Stored entries
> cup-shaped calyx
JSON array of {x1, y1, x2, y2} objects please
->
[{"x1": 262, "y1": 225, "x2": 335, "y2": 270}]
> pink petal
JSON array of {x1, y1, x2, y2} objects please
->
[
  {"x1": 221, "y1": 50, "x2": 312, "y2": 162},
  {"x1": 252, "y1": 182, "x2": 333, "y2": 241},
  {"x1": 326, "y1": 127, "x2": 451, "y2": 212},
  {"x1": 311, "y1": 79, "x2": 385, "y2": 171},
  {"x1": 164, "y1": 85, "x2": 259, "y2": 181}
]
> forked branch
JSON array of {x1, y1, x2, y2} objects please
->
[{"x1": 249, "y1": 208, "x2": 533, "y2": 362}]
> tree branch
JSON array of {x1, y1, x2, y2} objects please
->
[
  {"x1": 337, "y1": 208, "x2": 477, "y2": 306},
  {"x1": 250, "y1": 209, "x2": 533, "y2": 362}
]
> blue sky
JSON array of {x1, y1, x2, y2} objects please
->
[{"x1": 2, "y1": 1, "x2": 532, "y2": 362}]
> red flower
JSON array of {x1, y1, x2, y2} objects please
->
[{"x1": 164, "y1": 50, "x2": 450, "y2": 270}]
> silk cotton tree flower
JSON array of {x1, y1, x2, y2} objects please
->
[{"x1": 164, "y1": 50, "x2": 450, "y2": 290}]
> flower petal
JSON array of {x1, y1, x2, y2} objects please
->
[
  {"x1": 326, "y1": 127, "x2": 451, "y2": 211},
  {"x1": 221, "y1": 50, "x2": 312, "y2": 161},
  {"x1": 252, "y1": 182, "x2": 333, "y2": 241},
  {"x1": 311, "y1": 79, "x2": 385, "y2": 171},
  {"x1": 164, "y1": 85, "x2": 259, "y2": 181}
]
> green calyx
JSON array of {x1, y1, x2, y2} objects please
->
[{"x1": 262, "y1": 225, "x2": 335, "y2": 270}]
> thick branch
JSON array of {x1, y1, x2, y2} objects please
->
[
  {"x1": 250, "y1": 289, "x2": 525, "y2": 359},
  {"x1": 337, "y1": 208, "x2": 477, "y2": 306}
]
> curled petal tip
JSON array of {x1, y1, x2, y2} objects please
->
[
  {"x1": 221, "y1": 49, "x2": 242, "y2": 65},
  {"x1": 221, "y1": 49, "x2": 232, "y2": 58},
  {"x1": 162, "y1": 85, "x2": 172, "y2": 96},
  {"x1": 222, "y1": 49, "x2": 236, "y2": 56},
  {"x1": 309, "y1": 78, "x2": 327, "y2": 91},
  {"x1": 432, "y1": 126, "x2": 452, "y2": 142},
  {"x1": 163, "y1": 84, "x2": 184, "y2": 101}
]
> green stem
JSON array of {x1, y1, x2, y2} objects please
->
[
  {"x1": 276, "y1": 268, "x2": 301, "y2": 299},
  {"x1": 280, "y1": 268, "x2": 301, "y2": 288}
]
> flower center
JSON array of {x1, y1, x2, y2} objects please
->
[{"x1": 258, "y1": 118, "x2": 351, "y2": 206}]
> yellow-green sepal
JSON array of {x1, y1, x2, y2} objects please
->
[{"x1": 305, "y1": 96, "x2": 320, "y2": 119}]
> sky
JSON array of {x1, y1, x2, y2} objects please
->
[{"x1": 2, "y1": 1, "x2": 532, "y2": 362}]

§ **ASSIGNMENT**:
Return one number, the count of lines in the records holding the word "petal".

§ **WRITTEN RESPONSE**:
3